| Problem a |
Determine whether each statement agrees with the review excerpt: (i) it recommends a major revision; (ii) it suggests incorporating recent studies on warming-driven erosion and sediment transport; (iii) it describes the manuscript's contributions as outdated. Answer yes or no for each, and quote the deciding words from the text exactly.

| Source extract |
<<<<

From my point of view, the manuscript offers valuable and very timely contributions to the field. However, there are areas that could benefit from further refinement. Incorporating recent studies on warming-driven erosion and sediment transport, particularly in permafrost areas, would broaden the context. Additionally, the manuscript would be strengthened by more empirical evidence, such as observable morphological shifts, to support claims regarding sediment transport dynamics during multi-peaking floods. A clearer explanation of the methodology and its limitations would improve the transparency of the analysis. Finally, a deeper discussion on the role of permafrost thaw and riverbank erosion would enhance the manuscript's relevance to current hydrological and geomorphological research.
Overall, I would recommend a moderate revision.

>>>>

| Problem b |
From the listing, rewrite the part that opens with the line containing "background man's face" and closes with the line containing "<point>221,62</point>", with the request included. Increase every coordinate in the answer by 24, and give only those lines.

| Stored data |

<<<<

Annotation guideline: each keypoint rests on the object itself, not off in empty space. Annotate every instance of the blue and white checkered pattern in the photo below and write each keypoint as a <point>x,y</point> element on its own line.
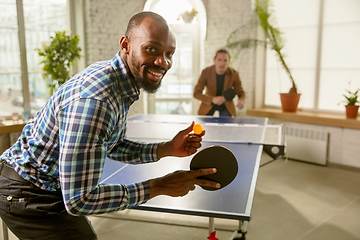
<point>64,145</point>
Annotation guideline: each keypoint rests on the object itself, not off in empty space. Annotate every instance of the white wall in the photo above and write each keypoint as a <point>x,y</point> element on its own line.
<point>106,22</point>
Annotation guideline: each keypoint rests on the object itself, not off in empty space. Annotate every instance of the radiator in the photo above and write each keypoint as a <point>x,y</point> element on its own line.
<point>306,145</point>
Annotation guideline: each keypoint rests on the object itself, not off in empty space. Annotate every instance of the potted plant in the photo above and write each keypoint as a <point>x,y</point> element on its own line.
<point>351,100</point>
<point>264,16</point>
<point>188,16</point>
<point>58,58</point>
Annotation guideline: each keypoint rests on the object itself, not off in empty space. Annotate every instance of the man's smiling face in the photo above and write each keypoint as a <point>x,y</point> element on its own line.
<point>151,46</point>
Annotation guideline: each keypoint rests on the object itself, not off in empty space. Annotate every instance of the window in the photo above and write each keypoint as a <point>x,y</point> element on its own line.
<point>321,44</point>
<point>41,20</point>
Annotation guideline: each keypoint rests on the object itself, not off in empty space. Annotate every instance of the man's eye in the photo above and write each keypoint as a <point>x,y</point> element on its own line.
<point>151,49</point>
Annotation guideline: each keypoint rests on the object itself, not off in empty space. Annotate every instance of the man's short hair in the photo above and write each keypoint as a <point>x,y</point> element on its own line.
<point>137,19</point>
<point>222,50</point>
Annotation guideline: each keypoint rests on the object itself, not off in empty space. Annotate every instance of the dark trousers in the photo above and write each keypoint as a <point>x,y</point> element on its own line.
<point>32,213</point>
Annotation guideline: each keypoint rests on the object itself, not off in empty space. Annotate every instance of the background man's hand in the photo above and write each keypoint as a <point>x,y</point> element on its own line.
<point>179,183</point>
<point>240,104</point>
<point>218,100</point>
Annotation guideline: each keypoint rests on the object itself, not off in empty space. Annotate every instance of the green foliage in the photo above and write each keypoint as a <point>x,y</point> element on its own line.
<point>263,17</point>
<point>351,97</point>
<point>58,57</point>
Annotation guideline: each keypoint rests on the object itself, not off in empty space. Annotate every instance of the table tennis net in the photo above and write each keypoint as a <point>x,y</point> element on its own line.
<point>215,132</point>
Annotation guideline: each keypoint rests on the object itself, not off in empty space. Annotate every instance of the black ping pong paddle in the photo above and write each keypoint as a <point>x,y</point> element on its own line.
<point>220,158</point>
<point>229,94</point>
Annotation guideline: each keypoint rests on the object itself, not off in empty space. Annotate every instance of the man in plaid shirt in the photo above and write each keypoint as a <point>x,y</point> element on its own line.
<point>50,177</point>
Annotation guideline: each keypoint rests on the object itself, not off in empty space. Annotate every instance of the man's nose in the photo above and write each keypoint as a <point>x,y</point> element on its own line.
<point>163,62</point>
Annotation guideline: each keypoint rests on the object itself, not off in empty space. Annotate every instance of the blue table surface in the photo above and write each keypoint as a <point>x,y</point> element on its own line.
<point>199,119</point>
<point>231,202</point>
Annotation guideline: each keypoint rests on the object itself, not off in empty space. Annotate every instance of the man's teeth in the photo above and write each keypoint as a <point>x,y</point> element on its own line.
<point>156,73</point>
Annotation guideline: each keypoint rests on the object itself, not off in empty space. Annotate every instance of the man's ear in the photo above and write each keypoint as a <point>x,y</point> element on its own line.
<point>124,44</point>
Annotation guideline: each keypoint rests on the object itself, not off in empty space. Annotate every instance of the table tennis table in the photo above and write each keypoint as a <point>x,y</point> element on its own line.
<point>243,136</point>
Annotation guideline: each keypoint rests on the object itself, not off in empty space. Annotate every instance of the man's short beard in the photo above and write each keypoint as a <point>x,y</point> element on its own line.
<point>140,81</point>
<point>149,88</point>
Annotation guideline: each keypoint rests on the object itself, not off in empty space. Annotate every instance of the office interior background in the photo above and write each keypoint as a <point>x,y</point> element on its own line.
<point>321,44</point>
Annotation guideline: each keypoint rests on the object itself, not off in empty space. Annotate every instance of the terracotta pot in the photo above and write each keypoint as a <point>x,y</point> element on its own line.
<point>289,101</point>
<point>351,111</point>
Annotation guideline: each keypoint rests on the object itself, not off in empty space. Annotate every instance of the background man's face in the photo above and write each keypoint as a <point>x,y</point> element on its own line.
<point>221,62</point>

>>>>
<<<<

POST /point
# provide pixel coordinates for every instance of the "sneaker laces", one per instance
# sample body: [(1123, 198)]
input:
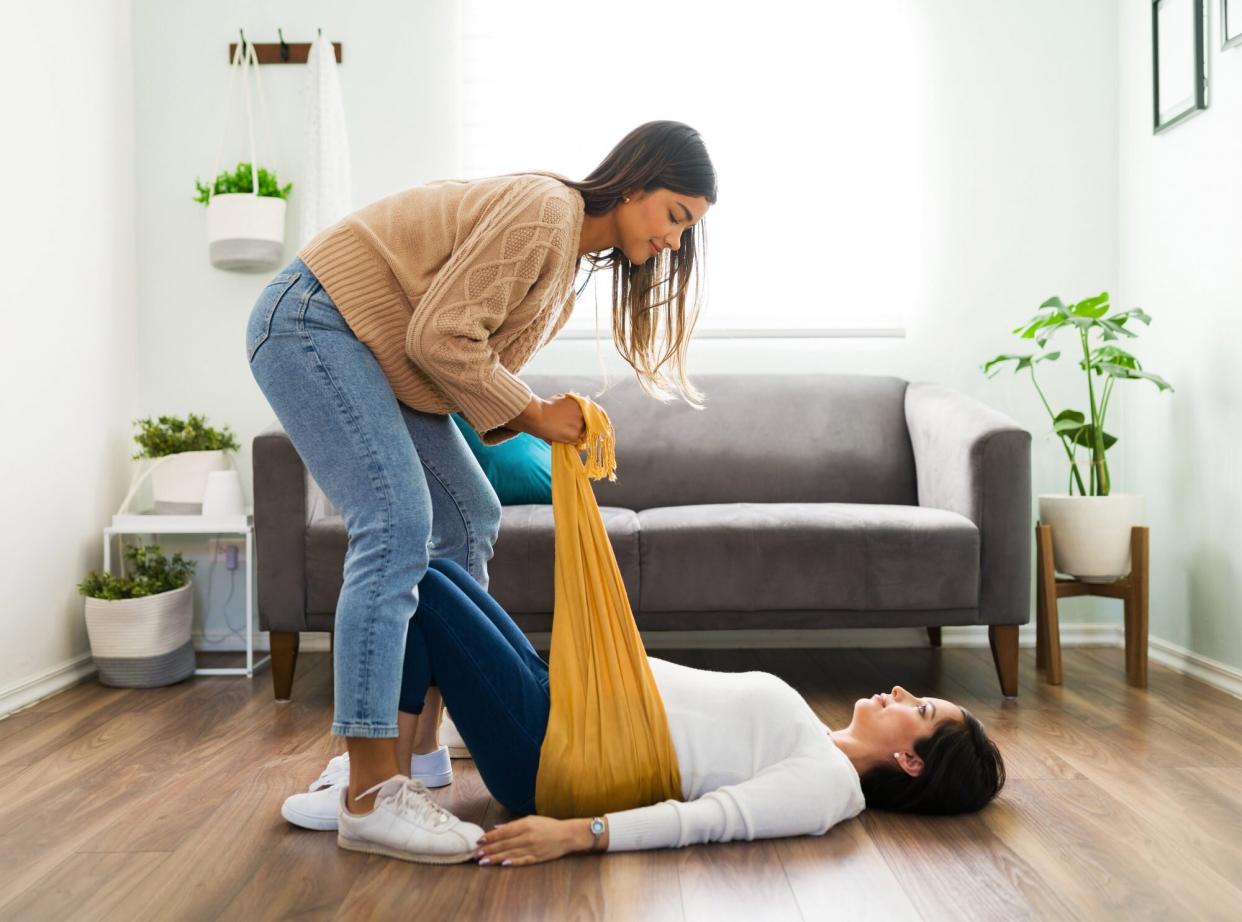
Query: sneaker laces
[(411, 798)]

>>>>

| Task output a |
(i) No: "Overall, I would recommend a moderate revision."
(ii) Yes: "Incorporating recent studies on warming-driven erosion and sediment transport, particularly in permafrost areas, would broaden the context."
(iii) No: "the manuscript offers valuable and very timely contributions to the field"

| Task output b |
Annotation guideline: each keypoint rests on the object itself, not off in empty space. Annotate every instance of the background man's face in the photo above and write each keypoint as a <point>x,y</point> element on its own line.
<point>245,86</point>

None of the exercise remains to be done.